(Text-to-region grounding data)
==========

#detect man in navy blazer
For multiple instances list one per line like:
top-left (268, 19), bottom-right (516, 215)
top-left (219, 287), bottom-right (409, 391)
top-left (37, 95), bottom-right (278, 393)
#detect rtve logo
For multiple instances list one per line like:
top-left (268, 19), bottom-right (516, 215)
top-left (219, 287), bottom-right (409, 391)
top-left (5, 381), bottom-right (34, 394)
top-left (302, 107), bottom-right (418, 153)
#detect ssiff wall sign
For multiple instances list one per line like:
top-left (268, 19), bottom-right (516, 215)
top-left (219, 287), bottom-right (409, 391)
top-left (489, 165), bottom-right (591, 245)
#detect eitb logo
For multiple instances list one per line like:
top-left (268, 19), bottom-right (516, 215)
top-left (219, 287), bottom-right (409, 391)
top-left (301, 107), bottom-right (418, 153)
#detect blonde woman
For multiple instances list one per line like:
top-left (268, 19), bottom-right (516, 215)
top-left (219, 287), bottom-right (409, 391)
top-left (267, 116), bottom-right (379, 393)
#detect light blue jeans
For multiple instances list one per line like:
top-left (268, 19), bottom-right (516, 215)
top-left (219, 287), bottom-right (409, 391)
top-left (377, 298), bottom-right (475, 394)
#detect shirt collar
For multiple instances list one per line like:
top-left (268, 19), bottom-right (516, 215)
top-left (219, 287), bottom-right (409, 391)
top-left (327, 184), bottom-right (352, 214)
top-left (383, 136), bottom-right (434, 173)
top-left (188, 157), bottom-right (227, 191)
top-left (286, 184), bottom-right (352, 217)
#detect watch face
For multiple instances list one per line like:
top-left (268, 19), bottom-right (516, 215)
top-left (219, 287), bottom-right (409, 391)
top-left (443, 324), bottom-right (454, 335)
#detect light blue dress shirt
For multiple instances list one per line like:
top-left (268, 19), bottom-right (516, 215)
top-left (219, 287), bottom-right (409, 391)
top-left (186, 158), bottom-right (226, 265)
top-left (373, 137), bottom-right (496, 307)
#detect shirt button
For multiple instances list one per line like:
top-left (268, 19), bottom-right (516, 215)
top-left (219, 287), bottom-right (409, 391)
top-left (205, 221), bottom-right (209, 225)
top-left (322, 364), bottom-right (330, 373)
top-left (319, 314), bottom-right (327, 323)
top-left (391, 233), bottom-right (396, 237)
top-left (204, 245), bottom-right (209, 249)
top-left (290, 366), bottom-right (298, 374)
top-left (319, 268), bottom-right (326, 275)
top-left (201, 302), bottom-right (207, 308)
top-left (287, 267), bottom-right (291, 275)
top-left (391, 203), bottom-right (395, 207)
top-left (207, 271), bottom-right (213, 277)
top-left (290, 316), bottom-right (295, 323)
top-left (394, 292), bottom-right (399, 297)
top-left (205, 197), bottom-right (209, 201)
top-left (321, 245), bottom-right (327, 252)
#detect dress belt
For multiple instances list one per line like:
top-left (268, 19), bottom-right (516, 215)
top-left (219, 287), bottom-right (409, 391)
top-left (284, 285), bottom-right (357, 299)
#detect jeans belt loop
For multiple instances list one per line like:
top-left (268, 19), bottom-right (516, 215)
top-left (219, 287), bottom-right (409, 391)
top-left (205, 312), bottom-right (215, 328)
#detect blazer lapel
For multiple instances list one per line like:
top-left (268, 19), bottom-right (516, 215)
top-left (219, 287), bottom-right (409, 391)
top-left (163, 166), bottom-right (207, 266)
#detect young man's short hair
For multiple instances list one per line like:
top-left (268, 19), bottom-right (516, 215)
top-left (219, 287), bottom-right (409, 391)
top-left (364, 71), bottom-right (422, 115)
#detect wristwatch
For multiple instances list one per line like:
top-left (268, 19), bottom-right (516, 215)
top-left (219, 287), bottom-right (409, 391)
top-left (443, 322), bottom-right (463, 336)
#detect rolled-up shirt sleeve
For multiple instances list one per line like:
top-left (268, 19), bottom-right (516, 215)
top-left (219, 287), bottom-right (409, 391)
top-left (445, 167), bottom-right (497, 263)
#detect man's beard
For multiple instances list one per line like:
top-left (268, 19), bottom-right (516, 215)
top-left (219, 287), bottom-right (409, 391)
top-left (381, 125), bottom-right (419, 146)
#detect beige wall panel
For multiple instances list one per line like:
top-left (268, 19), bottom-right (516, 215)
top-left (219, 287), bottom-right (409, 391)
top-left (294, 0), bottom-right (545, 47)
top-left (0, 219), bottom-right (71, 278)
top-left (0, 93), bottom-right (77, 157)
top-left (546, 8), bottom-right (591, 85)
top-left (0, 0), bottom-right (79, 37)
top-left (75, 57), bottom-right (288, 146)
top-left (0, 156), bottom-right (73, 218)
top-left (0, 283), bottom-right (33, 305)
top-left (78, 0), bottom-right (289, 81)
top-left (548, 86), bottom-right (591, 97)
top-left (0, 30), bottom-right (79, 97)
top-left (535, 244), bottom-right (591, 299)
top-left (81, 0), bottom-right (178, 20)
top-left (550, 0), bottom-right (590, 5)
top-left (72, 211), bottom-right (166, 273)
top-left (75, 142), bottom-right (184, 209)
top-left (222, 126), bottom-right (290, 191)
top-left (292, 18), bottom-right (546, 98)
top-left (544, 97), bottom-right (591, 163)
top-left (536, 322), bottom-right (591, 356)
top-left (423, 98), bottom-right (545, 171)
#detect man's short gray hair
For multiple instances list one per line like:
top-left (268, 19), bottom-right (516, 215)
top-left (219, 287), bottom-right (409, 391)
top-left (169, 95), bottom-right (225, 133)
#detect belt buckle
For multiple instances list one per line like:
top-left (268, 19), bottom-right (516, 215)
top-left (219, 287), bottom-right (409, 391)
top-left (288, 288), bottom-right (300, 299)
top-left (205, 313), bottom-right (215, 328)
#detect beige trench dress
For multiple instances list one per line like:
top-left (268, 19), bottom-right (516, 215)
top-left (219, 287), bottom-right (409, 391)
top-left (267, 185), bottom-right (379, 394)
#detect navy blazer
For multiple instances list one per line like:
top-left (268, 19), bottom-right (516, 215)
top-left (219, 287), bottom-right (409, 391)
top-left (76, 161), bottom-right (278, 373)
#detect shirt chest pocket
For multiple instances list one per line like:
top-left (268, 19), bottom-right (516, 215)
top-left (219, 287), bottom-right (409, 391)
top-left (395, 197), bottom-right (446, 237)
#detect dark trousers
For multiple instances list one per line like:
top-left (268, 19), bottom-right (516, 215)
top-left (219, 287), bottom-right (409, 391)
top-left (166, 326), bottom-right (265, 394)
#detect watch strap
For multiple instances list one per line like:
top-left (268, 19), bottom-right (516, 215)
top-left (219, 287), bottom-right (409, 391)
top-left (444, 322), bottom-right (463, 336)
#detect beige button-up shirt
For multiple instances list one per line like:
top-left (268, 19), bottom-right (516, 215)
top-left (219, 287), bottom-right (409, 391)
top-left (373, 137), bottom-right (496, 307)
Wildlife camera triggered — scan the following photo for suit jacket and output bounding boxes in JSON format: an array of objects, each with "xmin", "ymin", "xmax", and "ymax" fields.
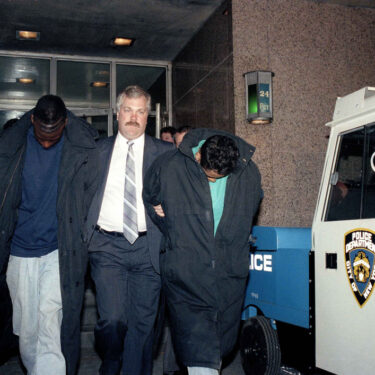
[{"xmin": 84, "ymin": 134, "xmax": 173, "ymax": 273}]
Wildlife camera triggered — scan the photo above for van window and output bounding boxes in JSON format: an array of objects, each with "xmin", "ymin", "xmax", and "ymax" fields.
[
  {"xmin": 363, "ymin": 125, "xmax": 375, "ymax": 218},
  {"xmin": 326, "ymin": 124, "xmax": 375, "ymax": 221}
]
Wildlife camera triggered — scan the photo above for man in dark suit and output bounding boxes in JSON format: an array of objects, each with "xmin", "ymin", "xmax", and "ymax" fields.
[{"xmin": 85, "ymin": 85, "xmax": 173, "ymax": 375}]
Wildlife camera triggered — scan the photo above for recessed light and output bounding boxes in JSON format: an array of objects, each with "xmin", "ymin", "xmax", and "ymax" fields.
[
  {"xmin": 17, "ymin": 78, "xmax": 35, "ymax": 84},
  {"xmin": 111, "ymin": 37, "xmax": 135, "ymax": 47},
  {"xmin": 90, "ymin": 81, "xmax": 109, "ymax": 88},
  {"xmin": 16, "ymin": 30, "xmax": 40, "ymax": 41},
  {"xmin": 95, "ymin": 70, "xmax": 110, "ymax": 76}
]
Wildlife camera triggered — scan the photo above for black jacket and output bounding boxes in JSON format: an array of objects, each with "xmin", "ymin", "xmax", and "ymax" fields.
[
  {"xmin": 143, "ymin": 128, "xmax": 262, "ymax": 369},
  {"xmin": 0, "ymin": 110, "xmax": 99, "ymax": 375},
  {"xmin": 84, "ymin": 134, "xmax": 174, "ymax": 274}
]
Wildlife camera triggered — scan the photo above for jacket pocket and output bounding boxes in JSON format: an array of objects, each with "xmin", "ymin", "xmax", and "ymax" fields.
[
  {"xmin": 170, "ymin": 205, "xmax": 211, "ymax": 248},
  {"xmin": 222, "ymin": 242, "xmax": 250, "ymax": 278}
]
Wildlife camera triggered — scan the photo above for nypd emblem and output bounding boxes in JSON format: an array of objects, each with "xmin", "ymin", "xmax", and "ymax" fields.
[{"xmin": 345, "ymin": 229, "xmax": 375, "ymax": 307}]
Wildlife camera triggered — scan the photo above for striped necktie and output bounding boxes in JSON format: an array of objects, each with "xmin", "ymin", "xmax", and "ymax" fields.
[{"xmin": 123, "ymin": 141, "xmax": 138, "ymax": 244}]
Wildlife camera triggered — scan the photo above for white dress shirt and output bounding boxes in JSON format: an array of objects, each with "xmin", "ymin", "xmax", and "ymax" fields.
[{"xmin": 97, "ymin": 132, "xmax": 147, "ymax": 233}]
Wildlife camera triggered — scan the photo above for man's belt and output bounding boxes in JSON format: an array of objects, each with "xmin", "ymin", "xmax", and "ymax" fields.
[{"xmin": 95, "ymin": 225, "xmax": 147, "ymax": 237}]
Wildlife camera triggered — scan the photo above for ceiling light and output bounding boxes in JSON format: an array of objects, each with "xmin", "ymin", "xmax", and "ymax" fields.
[
  {"xmin": 90, "ymin": 81, "xmax": 109, "ymax": 88},
  {"xmin": 95, "ymin": 70, "xmax": 110, "ymax": 76},
  {"xmin": 111, "ymin": 37, "xmax": 135, "ymax": 47},
  {"xmin": 17, "ymin": 78, "xmax": 35, "ymax": 84},
  {"xmin": 16, "ymin": 30, "xmax": 40, "ymax": 41}
]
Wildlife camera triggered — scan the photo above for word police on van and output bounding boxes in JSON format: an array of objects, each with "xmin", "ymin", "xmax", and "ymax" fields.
[{"xmin": 249, "ymin": 253, "xmax": 272, "ymax": 272}]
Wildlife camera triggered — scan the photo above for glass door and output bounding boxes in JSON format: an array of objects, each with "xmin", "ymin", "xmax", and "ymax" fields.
[
  {"xmin": 0, "ymin": 56, "xmax": 50, "ymax": 130},
  {"xmin": 0, "ymin": 53, "xmax": 171, "ymax": 137},
  {"xmin": 57, "ymin": 60, "xmax": 112, "ymax": 137},
  {"xmin": 116, "ymin": 64, "xmax": 167, "ymax": 137}
]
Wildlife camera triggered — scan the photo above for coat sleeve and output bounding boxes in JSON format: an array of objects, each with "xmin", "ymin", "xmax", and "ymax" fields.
[
  {"xmin": 143, "ymin": 154, "xmax": 168, "ymax": 234},
  {"xmin": 249, "ymin": 160, "xmax": 263, "ymax": 214}
]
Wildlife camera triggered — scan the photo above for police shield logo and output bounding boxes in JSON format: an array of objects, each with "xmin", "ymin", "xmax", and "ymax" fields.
[{"xmin": 345, "ymin": 229, "xmax": 375, "ymax": 307}]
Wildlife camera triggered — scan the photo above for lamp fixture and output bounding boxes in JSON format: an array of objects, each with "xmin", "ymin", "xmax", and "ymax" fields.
[
  {"xmin": 16, "ymin": 30, "xmax": 40, "ymax": 41},
  {"xmin": 95, "ymin": 70, "xmax": 110, "ymax": 76},
  {"xmin": 111, "ymin": 37, "xmax": 135, "ymax": 47},
  {"xmin": 90, "ymin": 81, "xmax": 109, "ymax": 88},
  {"xmin": 244, "ymin": 71, "xmax": 274, "ymax": 125},
  {"xmin": 17, "ymin": 78, "xmax": 35, "ymax": 84}
]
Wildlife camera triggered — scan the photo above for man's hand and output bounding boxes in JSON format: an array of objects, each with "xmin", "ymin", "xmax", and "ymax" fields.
[{"xmin": 153, "ymin": 204, "xmax": 165, "ymax": 217}]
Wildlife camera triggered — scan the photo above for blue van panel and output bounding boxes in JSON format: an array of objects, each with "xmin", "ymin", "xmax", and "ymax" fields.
[{"xmin": 242, "ymin": 226, "xmax": 312, "ymax": 329}]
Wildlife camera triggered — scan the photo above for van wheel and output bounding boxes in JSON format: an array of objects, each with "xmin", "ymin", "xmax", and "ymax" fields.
[{"xmin": 240, "ymin": 316, "xmax": 281, "ymax": 375}]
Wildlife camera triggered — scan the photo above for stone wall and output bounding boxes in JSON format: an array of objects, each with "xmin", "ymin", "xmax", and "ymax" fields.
[
  {"xmin": 172, "ymin": 0, "xmax": 234, "ymax": 133},
  {"xmin": 173, "ymin": 0, "xmax": 375, "ymax": 227},
  {"xmin": 232, "ymin": 0, "xmax": 375, "ymax": 226}
]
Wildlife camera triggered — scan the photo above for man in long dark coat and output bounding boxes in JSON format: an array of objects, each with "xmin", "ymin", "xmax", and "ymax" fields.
[
  {"xmin": 143, "ymin": 128, "xmax": 262, "ymax": 375},
  {"xmin": 0, "ymin": 95, "xmax": 99, "ymax": 375}
]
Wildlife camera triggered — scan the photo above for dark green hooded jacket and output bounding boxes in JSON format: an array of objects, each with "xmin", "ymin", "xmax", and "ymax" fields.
[{"xmin": 143, "ymin": 128, "xmax": 262, "ymax": 369}]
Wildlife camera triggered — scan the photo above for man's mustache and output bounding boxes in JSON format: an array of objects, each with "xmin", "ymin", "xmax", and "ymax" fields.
[{"xmin": 125, "ymin": 121, "xmax": 140, "ymax": 127}]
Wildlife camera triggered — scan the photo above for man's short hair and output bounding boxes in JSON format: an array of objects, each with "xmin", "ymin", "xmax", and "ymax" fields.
[
  {"xmin": 200, "ymin": 135, "xmax": 239, "ymax": 176},
  {"xmin": 33, "ymin": 95, "xmax": 67, "ymax": 124},
  {"xmin": 116, "ymin": 85, "xmax": 151, "ymax": 112},
  {"xmin": 160, "ymin": 126, "xmax": 176, "ymax": 136},
  {"xmin": 176, "ymin": 125, "xmax": 193, "ymax": 134}
]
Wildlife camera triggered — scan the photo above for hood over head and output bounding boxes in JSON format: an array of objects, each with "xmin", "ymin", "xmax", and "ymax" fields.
[
  {"xmin": 179, "ymin": 128, "xmax": 256, "ymax": 167},
  {"xmin": 0, "ymin": 109, "xmax": 98, "ymax": 156}
]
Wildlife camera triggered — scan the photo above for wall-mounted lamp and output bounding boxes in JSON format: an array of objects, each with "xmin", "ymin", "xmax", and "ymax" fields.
[{"xmin": 244, "ymin": 70, "xmax": 274, "ymax": 124}]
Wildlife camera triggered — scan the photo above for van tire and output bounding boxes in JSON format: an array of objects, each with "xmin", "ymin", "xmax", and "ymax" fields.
[{"xmin": 240, "ymin": 315, "xmax": 281, "ymax": 375}]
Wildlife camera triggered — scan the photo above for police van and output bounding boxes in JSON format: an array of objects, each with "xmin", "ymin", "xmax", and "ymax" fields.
[{"xmin": 240, "ymin": 87, "xmax": 375, "ymax": 375}]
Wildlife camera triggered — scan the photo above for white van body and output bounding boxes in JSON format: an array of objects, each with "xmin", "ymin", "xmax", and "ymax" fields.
[{"xmin": 313, "ymin": 87, "xmax": 375, "ymax": 375}]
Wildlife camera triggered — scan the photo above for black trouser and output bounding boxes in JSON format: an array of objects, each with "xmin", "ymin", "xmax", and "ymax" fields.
[{"xmin": 89, "ymin": 230, "xmax": 161, "ymax": 375}]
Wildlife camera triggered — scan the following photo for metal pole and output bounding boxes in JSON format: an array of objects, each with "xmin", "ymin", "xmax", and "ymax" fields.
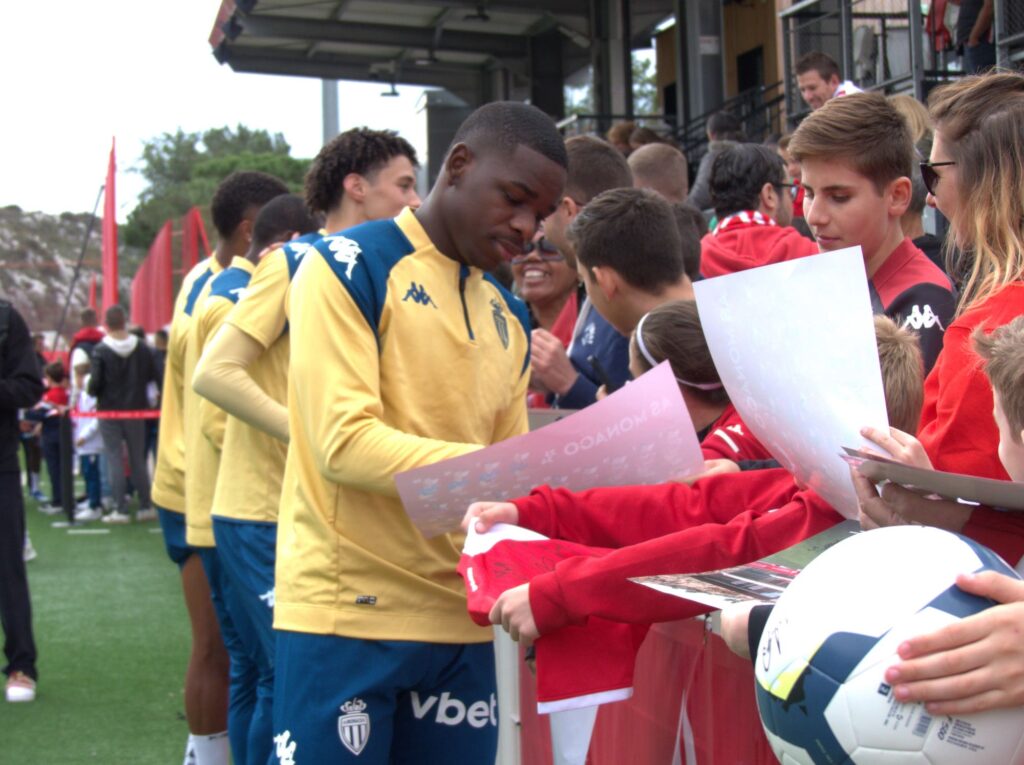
[
  {"xmin": 673, "ymin": 0, "xmax": 688, "ymax": 131},
  {"xmin": 993, "ymin": 0, "xmax": 1007, "ymax": 67},
  {"xmin": 839, "ymin": 0, "xmax": 854, "ymax": 81},
  {"xmin": 322, "ymin": 79, "xmax": 340, "ymax": 143},
  {"xmin": 621, "ymin": 0, "xmax": 634, "ymax": 119},
  {"xmin": 59, "ymin": 412, "xmax": 74, "ymax": 523},
  {"xmin": 907, "ymin": 0, "xmax": 926, "ymax": 101},
  {"xmin": 54, "ymin": 185, "xmax": 104, "ymax": 352}
]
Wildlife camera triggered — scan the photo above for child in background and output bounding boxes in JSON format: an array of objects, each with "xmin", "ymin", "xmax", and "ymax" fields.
[
  {"xmin": 26, "ymin": 362, "xmax": 68, "ymax": 513},
  {"xmin": 71, "ymin": 357, "xmax": 103, "ymax": 522}
]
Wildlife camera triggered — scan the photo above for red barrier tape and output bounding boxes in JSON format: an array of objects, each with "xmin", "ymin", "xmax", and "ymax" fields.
[{"xmin": 70, "ymin": 410, "xmax": 161, "ymax": 420}]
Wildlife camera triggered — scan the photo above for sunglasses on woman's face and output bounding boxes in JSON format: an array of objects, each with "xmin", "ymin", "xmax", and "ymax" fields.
[
  {"xmin": 510, "ymin": 238, "xmax": 564, "ymax": 264},
  {"xmin": 920, "ymin": 161, "xmax": 956, "ymax": 196}
]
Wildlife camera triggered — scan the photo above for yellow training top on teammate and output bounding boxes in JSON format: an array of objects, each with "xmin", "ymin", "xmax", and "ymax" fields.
[
  {"xmin": 184, "ymin": 257, "xmax": 253, "ymax": 547},
  {"xmin": 152, "ymin": 258, "xmax": 220, "ymax": 514},
  {"xmin": 275, "ymin": 207, "xmax": 531, "ymax": 644},
  {"xmin": 209, "ymin": 238, "xmax": 316, "ymax": 524}
]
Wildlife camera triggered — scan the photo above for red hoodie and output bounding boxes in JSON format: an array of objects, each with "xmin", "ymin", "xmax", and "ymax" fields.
[
  {"xmin": 700, "ymin": 223, "xmax": 818, "ymax": 279},
  {"xmin": 700, "ymin": 403, "xmax": 774, "ymax": 463},
  {"xmin": 68, "ymin": 326, "xmax": 105, "ymax": 357}
]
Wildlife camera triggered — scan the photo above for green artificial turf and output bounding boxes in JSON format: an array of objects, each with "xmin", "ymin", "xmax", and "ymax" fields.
[{"xmin": 2, "ymin": 482, "xmax": 192, "ymax": 763}]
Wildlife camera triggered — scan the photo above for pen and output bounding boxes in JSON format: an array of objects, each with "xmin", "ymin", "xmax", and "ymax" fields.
[{"xmin": 587, "ymin": 354, "xmax": 621, "ymax": 394}]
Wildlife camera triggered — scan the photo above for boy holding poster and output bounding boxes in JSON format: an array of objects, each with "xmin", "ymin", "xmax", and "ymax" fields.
[{"xmin": 788, "ymin": 91, "xmax": 955, "ymax": 373}]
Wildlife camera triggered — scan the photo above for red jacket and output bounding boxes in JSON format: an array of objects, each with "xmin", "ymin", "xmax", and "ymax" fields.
[
  {"xmin": 918, "ymin": 282, "xmax": 1024, "ymax": 565},
  {"xmin": 700, "ymin": 224, "xmax": 818, "ymax": 279},
  {"xmin": 512, "ymin": 470, "xmax": 843, "ymax": 634},
  {"xmin": 701, "ymin": 403, "xmax": 774, "ymax": 462}
]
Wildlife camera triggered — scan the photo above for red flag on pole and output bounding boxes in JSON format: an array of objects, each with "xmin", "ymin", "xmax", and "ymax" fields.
[
  {"xmin": 180, "ymin": 206, "xmax": 211, "ymax": 275},
  {"xmin": 101, "ymin": 139, "xmax": 118, "ymax": 311},
  {"xmin": 131, "ymin": 220, "xmax": 175, "ymax": 332},
  {"xmin": 88, "ymin": 275, "xmax": 98, "ymax": 311}
]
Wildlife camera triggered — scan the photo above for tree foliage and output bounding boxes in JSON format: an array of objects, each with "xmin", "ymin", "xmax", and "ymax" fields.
[
  {"xmin": 563, "ymin": 52, "xmax": 660, "ymax": 119},
  {"xmin": 123, "ymin": 125, "xmax": 311, "ymax": 247}
]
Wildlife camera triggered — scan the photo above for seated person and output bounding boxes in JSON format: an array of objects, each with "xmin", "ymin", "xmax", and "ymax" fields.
[{"xmin": 699, "ymin": 144, "xmax": 818, "ymax": 279}]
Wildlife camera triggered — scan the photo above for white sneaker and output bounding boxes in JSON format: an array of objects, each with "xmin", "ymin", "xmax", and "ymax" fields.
[
  {"xmin": 23, "ymin": 536, "xmax": 36, "ymax": 562},
  {"xmin": 135, "ymin": 508, "xmax": 158, "ymax": 522},
  {"xmin": 101, "ymin": 511, "xmax": 131, "ymax": 524},
  {"xmin": 5, "ymin": 672, "xmax": 36, "ymax": 702},
  {"xmin": 74, "ymin": 507, "xmax": 103, "ymax": 522},
  {"xmin": 38, "ymin": 503, "xmax": 63, "ymax": 516}
]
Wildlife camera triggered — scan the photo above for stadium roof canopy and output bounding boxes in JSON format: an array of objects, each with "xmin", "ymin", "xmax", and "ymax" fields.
[{"xmin": 209, "ymin": 0, "xmax": 674, "ymax": 112}]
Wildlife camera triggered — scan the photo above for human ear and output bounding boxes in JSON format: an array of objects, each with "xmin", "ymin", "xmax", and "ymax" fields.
[
  {"xmin": 591, "ymin": 265, "xmax": 619, "ymax": 300},
  {"xmin": 759, "ymin": 182, "xmax": 777, "ymax": 216},
  {"xmin": 343, "ymin": 173, "xmax": 366, "ymax": 202},
  {"xmin": 561, "ymin": 196, "xmax": 580, "ymax": 222},
  {"xmin": 444, "ymin": 143, "xmax": 473, "ymax": 185},
  {"xmin": 888, "ymin": 176, "xmax": 913, "ymax": 217}
]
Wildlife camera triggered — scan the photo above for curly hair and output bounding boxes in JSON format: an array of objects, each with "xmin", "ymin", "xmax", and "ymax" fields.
[
  {"xmin": 211, "ymin": 171, "xmax": 289, "ymax": 238},
  {"xmin": 304, "ymin": 128, "xmax": 418, "ymax": 215}
]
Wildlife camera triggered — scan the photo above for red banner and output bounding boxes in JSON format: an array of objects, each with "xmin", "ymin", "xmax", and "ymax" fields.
[
  {"xmin": 181, "ymin": 206, "xmax": 211, "ymax": 275},
  {"xmin": 88, "ymin": 274, "xmax": 98, "ymax": 311},
  {"xmin": 101, "ymin": 139, "xmax": 118, "ymax": 312},
  {"xmin": 130, "ymin": 220, "xmax": 174, "ymax": 332}
]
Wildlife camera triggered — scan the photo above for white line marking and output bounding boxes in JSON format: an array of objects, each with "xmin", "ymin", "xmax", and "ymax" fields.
[{"xmin": 67, "ymin": 529, "xmax": 111, "ymax": 535}]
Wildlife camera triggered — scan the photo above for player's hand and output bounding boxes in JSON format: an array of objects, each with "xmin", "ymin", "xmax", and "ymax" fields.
[
  {"xmin": 852, "ymin": 467, "xmax": 970, "ymax": 532},
  {"xmin": 530, "ymin": 329, "xmax": 577, "ymax": 396},
  {"xmin": 489, "ymin": 583, "xmax": 539, "ymax": 645},
  {"xmin": 720, "ymin": 601, "xmax": 759, "ymax": 659},
  {"xmin": 677, "ymin": 458, "xmax": 740, "ymax": 484},
  {"xmin": 462, "ymin": 501, "xmax": 519, "ymax": 533},
  {"xmin": 595, "ymin": 384, "xmax": 608, "ymax": 401},
  {"xmin": 886, "ymin": 571, "xmax": 1024, "ymax": 714},
  {"xmin": 859, "ymin": 426, "xmax": 933, "ymax": 469}
]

==========

* What to produce
Could you retype exactly the lines from the first one of the records through the line containing "#detect light blue dress shirt", both included, and nothing more?

* Result of the exercise
#detect man in navy blazer
For multiple instances list one per line like:
top-left (268, 19), bottom-right (516, 215)
top-left (219, 287), bottom-right (409, 391)
top-left (37, 95), bottom-right (278, 393)
#detect rtve logo
For multiple instances list one per line like:
top-left (268, 19), bottom-right (516, 215)
top-left (219, 287), bottom-right (409, 391)
top-left (5, 381), bottom-right (34, 394)
top-left (302, 107), bottom-right (418, 153)
#detect ssiff wall sign
For multiple instances list one per line like:
top-left (268, 19), bottom-right (516, 215)
top-left (219, 287), bottom-right (409, 391)
top-left (489, 165), bottom-right (591, 245)
#detect eitb logo
For multiple instances list one per line like:
top-left (268, 19), bottom-right (516, 215)
top-left (219, 287), bottom-right (409, 391)
top-left (301, 107), bottom-right (418, 153)
#detect blonde woman
For multiple instances list one per line like:
top-left (268, 19), bottom-right (516, 215)
top-left (219, 287), bottom-right (409, 391)
top-left (267, 116), bottom-right (379, 393)
#detect light blue jeans
For multiple instances list one per line like:
top-left (268, 19), bottom-right (516, 215)
top-left (219, 287), bottom-right (409, 391)
top-left (377, 298), bottom-right (475, 394)
#detect shirt collar
For multiple instances list one per line like:
top-left (268, 19), bottom-right (516, 215)
top-left (219, 287), bottom-right (409, 391)
top-left (327, 184), bottom-right (352, 214)
top-left (383, 136), bottom-right (434, 173)
top-left (188, 157), bottom-right (227, 191)
top-left (286, 184), bottom-right (352, 217)
#detect watch face
For multiple instances list one per line like:
top-left (268, 19), bottom-right (516, 215)
top-left (219, 287), bottom-right (409, 391)
top-left (443, 324), bottom-right (454, 335)
#detect light blue dress shirt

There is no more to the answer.